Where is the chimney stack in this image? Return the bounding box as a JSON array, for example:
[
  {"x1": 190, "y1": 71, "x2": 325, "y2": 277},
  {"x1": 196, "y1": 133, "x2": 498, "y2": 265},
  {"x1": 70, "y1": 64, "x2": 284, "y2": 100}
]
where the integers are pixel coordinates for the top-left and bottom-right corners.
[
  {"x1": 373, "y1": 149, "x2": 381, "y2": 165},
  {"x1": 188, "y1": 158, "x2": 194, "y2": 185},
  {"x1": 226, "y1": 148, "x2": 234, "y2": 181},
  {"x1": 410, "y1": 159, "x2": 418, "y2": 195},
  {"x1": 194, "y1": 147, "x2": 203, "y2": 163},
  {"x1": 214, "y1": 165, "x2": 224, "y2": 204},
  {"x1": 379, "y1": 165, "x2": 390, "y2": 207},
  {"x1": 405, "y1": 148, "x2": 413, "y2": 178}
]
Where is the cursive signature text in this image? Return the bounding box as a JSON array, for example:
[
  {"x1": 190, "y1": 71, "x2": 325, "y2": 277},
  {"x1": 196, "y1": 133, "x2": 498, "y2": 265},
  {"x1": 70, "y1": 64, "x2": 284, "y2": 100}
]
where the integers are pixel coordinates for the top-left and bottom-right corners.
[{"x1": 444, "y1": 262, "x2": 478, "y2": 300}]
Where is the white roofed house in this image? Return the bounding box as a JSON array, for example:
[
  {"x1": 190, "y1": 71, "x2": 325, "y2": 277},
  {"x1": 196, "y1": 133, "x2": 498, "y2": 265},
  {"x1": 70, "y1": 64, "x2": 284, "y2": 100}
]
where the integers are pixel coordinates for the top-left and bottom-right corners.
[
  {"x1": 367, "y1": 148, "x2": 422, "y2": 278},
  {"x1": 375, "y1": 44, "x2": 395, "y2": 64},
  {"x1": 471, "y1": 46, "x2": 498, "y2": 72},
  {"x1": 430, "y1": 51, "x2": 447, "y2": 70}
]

..............................

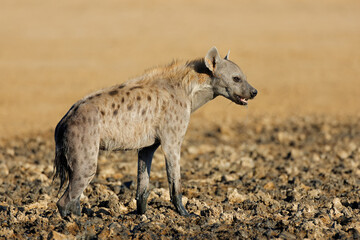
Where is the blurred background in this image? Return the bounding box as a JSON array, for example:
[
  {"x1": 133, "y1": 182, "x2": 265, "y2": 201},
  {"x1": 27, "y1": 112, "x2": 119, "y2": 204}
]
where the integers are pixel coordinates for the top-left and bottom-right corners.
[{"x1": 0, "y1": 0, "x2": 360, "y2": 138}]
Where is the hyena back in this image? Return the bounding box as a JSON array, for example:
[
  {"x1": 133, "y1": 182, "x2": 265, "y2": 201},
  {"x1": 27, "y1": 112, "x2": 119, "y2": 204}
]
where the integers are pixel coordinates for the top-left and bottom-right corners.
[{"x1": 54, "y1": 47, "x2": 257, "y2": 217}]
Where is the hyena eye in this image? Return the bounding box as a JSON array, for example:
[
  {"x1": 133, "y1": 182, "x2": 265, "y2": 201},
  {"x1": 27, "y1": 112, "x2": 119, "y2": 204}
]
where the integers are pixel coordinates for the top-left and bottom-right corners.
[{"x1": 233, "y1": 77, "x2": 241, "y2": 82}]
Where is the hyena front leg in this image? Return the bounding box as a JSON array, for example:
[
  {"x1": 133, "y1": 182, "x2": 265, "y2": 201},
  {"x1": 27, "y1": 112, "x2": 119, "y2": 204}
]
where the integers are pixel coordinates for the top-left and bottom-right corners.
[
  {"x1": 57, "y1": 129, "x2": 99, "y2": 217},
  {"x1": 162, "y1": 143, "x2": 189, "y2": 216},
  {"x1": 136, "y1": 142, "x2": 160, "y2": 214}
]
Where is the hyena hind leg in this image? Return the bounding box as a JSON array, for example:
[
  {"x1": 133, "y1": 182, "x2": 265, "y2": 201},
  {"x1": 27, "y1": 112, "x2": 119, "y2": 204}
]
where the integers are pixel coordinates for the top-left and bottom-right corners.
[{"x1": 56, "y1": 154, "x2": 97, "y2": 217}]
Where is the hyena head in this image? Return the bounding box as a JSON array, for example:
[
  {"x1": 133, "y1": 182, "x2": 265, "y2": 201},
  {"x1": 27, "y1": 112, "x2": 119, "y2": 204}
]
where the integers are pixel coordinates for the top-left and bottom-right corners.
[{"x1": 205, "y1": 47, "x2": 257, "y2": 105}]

..............................

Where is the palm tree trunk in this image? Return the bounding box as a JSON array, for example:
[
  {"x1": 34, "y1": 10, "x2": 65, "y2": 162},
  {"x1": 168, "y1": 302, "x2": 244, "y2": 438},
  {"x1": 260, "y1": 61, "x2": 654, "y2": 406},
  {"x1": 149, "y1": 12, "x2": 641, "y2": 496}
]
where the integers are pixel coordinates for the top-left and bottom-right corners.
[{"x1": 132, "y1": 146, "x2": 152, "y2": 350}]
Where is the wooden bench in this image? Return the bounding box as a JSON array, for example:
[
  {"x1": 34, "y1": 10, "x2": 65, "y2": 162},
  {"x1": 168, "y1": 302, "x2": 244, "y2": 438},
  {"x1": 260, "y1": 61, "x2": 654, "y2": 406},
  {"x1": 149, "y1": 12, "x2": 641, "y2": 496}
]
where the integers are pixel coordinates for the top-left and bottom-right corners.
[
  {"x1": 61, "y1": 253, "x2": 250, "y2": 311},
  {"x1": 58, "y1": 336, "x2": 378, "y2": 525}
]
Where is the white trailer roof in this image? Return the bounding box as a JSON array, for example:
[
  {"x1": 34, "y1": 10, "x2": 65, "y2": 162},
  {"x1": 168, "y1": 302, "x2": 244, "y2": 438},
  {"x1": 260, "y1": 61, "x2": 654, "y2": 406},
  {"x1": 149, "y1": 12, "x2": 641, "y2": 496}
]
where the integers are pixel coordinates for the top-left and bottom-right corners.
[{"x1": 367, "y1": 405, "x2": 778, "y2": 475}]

..............................

EXERCISE INSTRUCTIONS ::
State how many of the lines above contain the string "array" with its case matching exactly, and give only that number.

CORRECT RESULT ::
12